**Exercise requirements**
Render each line of the entries below as a JSON list of strings, one string per line, omitting any blank lines.
-- Start Entries supplied --
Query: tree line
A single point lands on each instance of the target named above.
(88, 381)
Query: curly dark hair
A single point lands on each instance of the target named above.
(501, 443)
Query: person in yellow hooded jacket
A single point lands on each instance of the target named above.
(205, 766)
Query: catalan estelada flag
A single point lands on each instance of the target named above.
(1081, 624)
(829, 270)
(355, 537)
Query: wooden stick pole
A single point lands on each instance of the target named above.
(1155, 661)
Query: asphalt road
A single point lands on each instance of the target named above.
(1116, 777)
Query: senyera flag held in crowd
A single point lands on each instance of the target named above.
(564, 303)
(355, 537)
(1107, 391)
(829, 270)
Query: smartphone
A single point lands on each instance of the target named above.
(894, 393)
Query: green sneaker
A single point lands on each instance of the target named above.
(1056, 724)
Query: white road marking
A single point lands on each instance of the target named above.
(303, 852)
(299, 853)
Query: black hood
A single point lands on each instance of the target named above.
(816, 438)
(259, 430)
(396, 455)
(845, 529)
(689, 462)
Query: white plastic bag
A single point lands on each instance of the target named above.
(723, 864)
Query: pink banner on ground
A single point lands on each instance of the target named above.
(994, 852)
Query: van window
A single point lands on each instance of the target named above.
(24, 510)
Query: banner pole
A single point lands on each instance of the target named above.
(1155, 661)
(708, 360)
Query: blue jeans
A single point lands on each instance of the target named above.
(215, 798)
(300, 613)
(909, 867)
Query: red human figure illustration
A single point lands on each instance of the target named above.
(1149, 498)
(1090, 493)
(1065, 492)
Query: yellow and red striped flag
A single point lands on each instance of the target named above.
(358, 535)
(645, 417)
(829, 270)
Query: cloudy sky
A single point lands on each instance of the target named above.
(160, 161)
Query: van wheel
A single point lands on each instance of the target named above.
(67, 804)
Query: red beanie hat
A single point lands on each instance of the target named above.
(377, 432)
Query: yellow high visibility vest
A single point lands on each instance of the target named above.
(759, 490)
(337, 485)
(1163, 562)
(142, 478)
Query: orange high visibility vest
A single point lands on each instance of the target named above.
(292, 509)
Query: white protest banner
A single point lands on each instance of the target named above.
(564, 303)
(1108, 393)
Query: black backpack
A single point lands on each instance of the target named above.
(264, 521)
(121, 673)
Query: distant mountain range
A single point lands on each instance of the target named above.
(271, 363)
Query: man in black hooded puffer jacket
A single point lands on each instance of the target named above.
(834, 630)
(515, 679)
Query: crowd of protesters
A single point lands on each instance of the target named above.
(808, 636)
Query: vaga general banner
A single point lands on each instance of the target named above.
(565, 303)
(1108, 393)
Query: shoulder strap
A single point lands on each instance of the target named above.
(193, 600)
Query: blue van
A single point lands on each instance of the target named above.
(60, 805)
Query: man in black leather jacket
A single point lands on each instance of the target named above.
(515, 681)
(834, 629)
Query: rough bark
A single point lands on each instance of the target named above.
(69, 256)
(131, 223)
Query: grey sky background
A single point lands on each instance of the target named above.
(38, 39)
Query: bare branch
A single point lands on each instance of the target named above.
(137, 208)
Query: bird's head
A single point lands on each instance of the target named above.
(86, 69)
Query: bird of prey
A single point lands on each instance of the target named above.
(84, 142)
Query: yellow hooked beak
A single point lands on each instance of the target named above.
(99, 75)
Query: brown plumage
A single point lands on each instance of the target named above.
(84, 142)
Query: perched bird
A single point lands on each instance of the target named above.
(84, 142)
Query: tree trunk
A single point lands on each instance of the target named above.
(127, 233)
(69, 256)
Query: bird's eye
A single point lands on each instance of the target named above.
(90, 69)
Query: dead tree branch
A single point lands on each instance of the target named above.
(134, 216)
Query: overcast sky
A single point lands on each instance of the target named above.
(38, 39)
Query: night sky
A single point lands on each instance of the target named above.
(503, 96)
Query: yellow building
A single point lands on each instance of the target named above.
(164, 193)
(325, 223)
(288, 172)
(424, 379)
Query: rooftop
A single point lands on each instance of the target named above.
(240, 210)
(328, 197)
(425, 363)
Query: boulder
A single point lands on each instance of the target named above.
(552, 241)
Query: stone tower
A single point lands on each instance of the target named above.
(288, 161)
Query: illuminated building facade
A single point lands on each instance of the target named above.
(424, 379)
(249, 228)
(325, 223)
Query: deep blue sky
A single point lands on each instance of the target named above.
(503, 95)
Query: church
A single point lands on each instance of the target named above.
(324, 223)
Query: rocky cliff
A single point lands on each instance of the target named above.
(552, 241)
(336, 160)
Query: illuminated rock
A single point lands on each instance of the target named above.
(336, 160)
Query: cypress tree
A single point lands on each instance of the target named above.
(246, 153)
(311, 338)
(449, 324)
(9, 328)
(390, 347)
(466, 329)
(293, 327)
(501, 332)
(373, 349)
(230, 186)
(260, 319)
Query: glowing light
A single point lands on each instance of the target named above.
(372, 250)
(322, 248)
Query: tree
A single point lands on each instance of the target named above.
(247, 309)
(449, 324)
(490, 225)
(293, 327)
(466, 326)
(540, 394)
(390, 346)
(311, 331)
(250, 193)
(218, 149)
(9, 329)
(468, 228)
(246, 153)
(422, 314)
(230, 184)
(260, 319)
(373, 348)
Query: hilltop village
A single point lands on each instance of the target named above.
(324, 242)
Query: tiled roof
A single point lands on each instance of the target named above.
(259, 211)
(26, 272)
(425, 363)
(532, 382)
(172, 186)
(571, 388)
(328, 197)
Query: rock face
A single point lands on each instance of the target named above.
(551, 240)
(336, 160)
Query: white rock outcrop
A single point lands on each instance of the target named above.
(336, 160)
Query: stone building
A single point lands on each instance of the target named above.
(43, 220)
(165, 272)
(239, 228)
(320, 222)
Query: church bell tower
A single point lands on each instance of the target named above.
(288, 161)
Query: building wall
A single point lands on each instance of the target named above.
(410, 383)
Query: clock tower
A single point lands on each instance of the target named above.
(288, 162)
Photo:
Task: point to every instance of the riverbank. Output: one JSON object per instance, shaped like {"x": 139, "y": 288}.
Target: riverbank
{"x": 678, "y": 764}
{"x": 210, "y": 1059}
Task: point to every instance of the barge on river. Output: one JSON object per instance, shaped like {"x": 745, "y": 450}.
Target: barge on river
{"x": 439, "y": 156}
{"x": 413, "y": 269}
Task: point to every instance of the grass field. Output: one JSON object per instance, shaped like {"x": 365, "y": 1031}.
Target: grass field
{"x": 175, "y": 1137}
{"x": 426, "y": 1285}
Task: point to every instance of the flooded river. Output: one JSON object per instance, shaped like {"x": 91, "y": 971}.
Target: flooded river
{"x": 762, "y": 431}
-- End Entries supplied --
**The answer**
[
  "Query: tree line",
  "A single point lands on each instance of the target named above.",
  "(88, 381)",
  "Query: curly dark hair",
  "A single point lands on each instance of the target named above.",
  "(501, 443)",
  "Query: person in yellow hooded jacket",
  "A single point lands on each instance of the target named above.",
  "(205, 766)",
  "Query: catalan estelada flag",
  "A single point lands on each instance of the target named above.",
  "(1081, 624)",
  "(829, 270)",
  "(355, 537)",
  "Query: wooden stick pole",
  "A single point lands on each instance of the target named above.",
  "(1155, 661)",
  "Query: asphalt road",
  "A single point lands on each instance of the target named above.",
  "(1116, 777)",
  "Query: senyera flag held in crowd",
  "A single point lands on each instance of the target named above.",
  "(564, 303)",
  "(355, 537)",
  "(1107, 391)",
  "(829, 270)",
  "Query: smartphone",
  "A single point lands on each instance of the target named above.",
  "(894, 393)",
  "Query: green sneaker",
  "A single point lands on each instance of the target named above.",
  "(1056, 724)",
  "Query: white road marking",
  "A single point lands on each instance of the target named above.",
  "(303, 852)",
  "(299, 853)",
  "Query: black hood",
  "A single point lands on each instance of the target named above.",
  "(816, 438)",
  "(259, 430)",
  "(396, 455)",
  "(845, 529)",
  "(689, 462)",
  "Query: white plastic bag",
  "A single point lands on each instance of the target named above.",
  "(723, 864)",
  "Query: pink banner on ground",
  "A single point lands on each instance of the target named above.",
  "(994, 852)",
  "Query: van window",
  "A single point lands on each instance of the target named above.",
  "(24, 510)",
  "Query: banner pole",
  "A single point lands on each instance of the target named above.",
  "(1155, 661)",
  "(708, 360)",
  "Query: blue jeans",
  "A single point lands on each instance of the target named above.",
  "(215, 798)",
  "(300, 613)",
  "(909, 867)",
  "Query: red human figure illustration",
  "A single point lands on each instance of the target named above.",
  "(1149, 498)",
  "(1090, 493)",
  "(1065, 492)",
  "Query: yellow and red striped flag",
  "A single point lands on each instance of the target named above.",
  "(358, 535)",
  "(645, 417)",
  "(829, 270)",
  "Query: cloudy sky",
  "A single point lands on each instance of the target named above.",
  "(160, 161)",
  "Query: van wheel",
  "A single point lands on each instance of the target named above.",
  "(67, 804)",
  "Query: red beanie hat",
  "A single point lands on each instance of the target named above.",
  "(377, 432)",
  "Query: yellow high visibility vest",
  "A single point lands on each instance of the target named above.",
  "(759, 490)",
  "(337, 485)",
  "(1163, 562)",
  "(142, 478)",
  "Query: orange high visibility vest",
  "A single point lands on each instance of the target named above.",
  "(292, 509)",
  "Query: white protest banner",
  "A single point lands on each instance of the target named above.",
  "(564, 303)",
  "(1108, 393)",
  "Query: black backpack",
  "A single point lands on each instance of the target named above.",
  "(264, 521)",
  "(121, 673)",
  "Query: distant mountain range",
  "A single point lands on each instance of the target named above.",
  "(271, 363)",
  "Query: man in black hooded puffer jacket",
  "A single point lands on each instance of the target named above.",
  "(834, 630)",
  "(515, 679)",
  "Query: crowd of protesters",
  "A single point lands on each instance of the target named above.",
  "(808, 636)",
  "Query: vaga general banner",
  "A single point lands on each instance of the target named above.",
  "(565, 303)",
  "(1108, 393)",
  "Query: shoulder strap",
  "A single point lands on each instance of the target named above.",
  "(193, 600)",
  "Query: blue van",
  "A single point lands on each instance of the target named above.",
  "(60, 805)",
  "Query: man in black leather jacket",
  "A single point lands on each instance of the target named above.",
  "(515, 681)",
  "(834, 629)",
  "Query: rough bark",
  "A single point lands on each instance of the target named above.",
  "(69, 256)",
  "(131, 223)",
  "Query: grey sky background",
  "A single point lands on each instance of the target named above.",
  "(38, 39)",
  "Query: bare branch",
  "A single point lands on each instance of the target named above.",
  "(137, 208)",
  "Query: bird's head",
  "A single point lands on each instance of the target named above.",
  "(86, 69)",
  "Query: bird of prey",
  "A single point lands on each instance of the target named above.",
  "(84, 142)",
  "Query: yellow hooked beak",
  "A single point lands on each instance of the target named above.",
  "(99, 75)",
  "Query: brown plumage",
  "A single point lands on each instance of the target named above.",
  "(84, 142)",
  "Query: perched bird",
  "A single point lands on each instance of the target named above.",
  "(84, 142)",
  "Query: tree trunk",
  "A single point lands on each instance of the target named above.",
  "(127, 233)",
  "(69, 256)",
  "Query: bird's eye",
  "A single point lands on each instance of the target named above.",
  "(90, 69)",
  "Query: dead tree branch",
  "A single point lands on each instance of the target named above.",
  "(134, 216)",
  "Query: overcast sky",
  "A single point lands on each instance of the target named above.",
  "(38, 39)",
  "Query: night sky",
  "A single point lands on each instance of the target named above.",
  "(503, 96)",
  "Query: yellow building",
  "A single point lands on each instance of the target named above.",
  "(164, 193)",
  "(325, 223)",
  "(288, 172)",
  "(424, 379)",
  "Query: rooftop",
  "A single point lands on each instance of the target named above.",
  "(240, 210)",
  "(328, 197)",
  "(425, 363)",
  "Query: boulder",
  "A single point lands on each instance of the target named above.",
  "(552, 241)",
  "Query: stone tower",
  "A single point lands on each instance of the target named above.",
  "(288, 161)",
  "Query: illuminated building facade",
  "A single point lands on each instance of the target named above.",
  "(424, 379)",
  "(249, 228)",
  "(325, 223)",
  "Query: deep blue sky",
  "A single point lands on each instance of the target named above.",
  "(503, 95)",
  "Query: church",
  "A single point lands on each instance of the target named above.",
  "(324, 223)",
  "Query: rocky cliff",
  "A single point lands on each instance of the target named above.",
  "(552, 241)",
  "(336, 160)",
  "Query: illuminated rock",
  "A single point lands on each instance of the target named above.",
  "(336, 160)",
  "Query: cypress tree",
  "A single point lands on each instance of the target named above.",
  "(246, 153)",
  "(311, 338)",
  "(449, 324)",
  "(9, 328)",
  "(390, 347)",
  "(466, 329)",
  "(293, 327)",
  "(501, 332)",
  "(373, 349)",
  "(230, 186)",
  "(260, 319)",
  "Query: glowing light",
  "A single point lands on each instance of the target named above.",
  "(372, 250)",
  "(322, 248)",
  "Query: tree",
  "A single point lands on each instance of the target named above.",
  "(247, 309)",
  "(449, 324)",
  "(490, 225)",
  "(293, 327)",
  "(466, 326)",
  "(540, 394)",
  "(390, 346)",
  "(311, 331)",
  "(250, 193)",
  "(218, 149)",
  "(9, 329)",
  "(468, 228)",
  "(246, 153)",
  "(422, 314)",
  "(230, 184)",
  "(260, 319)",
  "(373, 348)",
  "Query: hilltop village",
  "A single point lands on each instance of the target named above.",
  "(324, 242)",
  "Query: tiled roof",
  "A single point lands on each instance of the target named above.",
  "(259, 211)",
  "(26, 272)",
  "(425, 363)",
  "(532, 382)",
  "(172, 186)",
  "(571, 388)",
  "(328, 197)",
  "Query: rock face",
  "A single point lands on each instance of the target named above.",
  "(551, 240)",
  "(336, 160)",
  "Query: white rock outcrop",
  "A single point lands on each instance of the target named above.",
  "(336, 160)",
  "Query: stone building",
  "A single point lands on each instance of the target named above.",
  "(43, 220)",
  "(165, 272)",
  "(239, 228)",
  "(320, 222)",
  "Query: church bell tower",
  "A single point lands on each instance of the target named above.",
  "(288, 161)",
  "Query: building wall",
  "A single point lands on each instance of the target named above.",
  "(410, 383)",
  "Query: clock tower",
  "A single point lands on each instance of the target named above.",
  "(288, 162)",
  "Photo:",
  "Task: point to every instance of the riverbank. Output: one JSON object per instance, shaped like {\"x\": 139, \"y\": 288}.",
  "Target: riverbank",
  "{\"x\": 678, \"y\": 764}",
  "{\"x\": 210, \"y\": 1059}",
  "Task: point to every instance of the barge on river. Output: one JSON object per instance, shaped like {\"x\": 745, \"y\": 450}.",
  "Target: barge on river",
  "{\"x\": 439, \"y\": 156}",
  "{\"x\": 413, \"y\": 269}",
  "Task: point to every instance of the grass field. Output: one JSON object per instance, shaped like {\"x\": 365, \"y\": 1031}.",
  "Target: grass field",
  "{\"x\": 175, \"y\": 1137}",
  "{\"x\": 426, \"y\": 1285}",
  "Task: point to every instance of the flooded river. Output: one JSON object per instance, shaped like {\"x\": 91, \"y\": 971}.",
  "Target: flooded river",
  "{\"x\": 762, \"y\": 431}"
]